** TASK INSTRUCTIONS **
In the records below, replace "space-delimited" with "separated by spaces" and keep every other line unchanged. Leave the pictures out of your answer.

** DATA RECORDS **
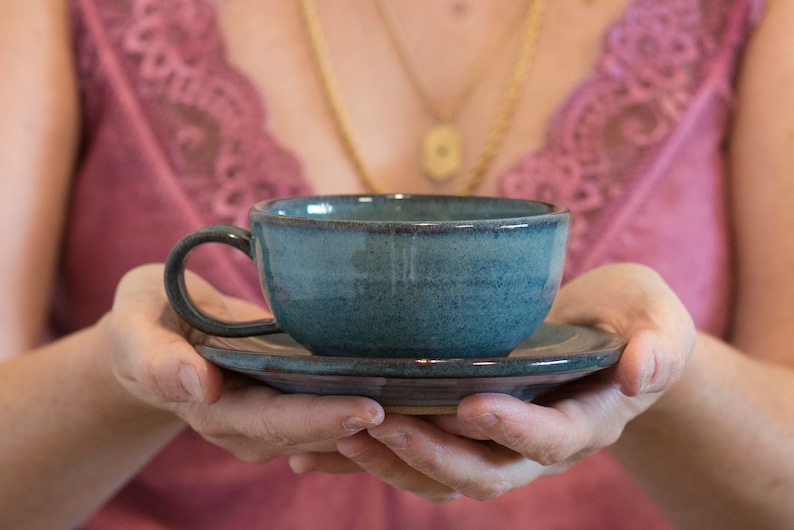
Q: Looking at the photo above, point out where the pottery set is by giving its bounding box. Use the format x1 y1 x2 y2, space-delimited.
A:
165 195 622 413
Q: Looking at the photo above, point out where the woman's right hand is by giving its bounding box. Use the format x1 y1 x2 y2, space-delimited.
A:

** RESPONSE FOR THIS EXERCISE **
Q: Looking at the photo above, point out where the pottery set is by giving its bounding box. Use the format x1 y1 x2 y2, separated by spaces.
A:
165 195 622 413
Q: Looking at the photo above, point out where the woman's right hand is by giving its bounding box. Use the format x1 y1 x2 y2, separated by spaces.
A:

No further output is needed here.